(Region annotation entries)

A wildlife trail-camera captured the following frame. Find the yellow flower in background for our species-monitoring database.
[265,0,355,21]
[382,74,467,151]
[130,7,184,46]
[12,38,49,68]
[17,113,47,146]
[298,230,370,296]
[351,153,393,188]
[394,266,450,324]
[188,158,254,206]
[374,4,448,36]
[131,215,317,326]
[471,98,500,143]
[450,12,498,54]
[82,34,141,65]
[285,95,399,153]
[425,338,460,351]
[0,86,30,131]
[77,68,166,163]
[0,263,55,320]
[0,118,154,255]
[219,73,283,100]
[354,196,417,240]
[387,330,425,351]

▶ Short task:
Reproduce every one of the entries above line for line, without changing anything.

▶ Final result:
A wildlife trail-camera captured the following frame. Find the yellow flower in background for our species-monitoring database.
[265,0,355,21]
[382,74,467,151]
[130,7,184,46]
[12,38,49,68]
[17,113,47,146]
[298,230,370,296]
[351,153,393,188]
[394,266,450,324]
[188,158,254,206]
[374,4,448,36]
[131,215,317,326]
[471,98,500,143]
[450,12,498,54]
[82,34,141,65]
[285,95,399,153]
[425,338,460,351]
[0,86,30,131]
[77,68,166,163]
[0,263,55,320]
[0,118,154,255]
[219,73,283,100]
[354,196,417,240]
[387,330,425,351]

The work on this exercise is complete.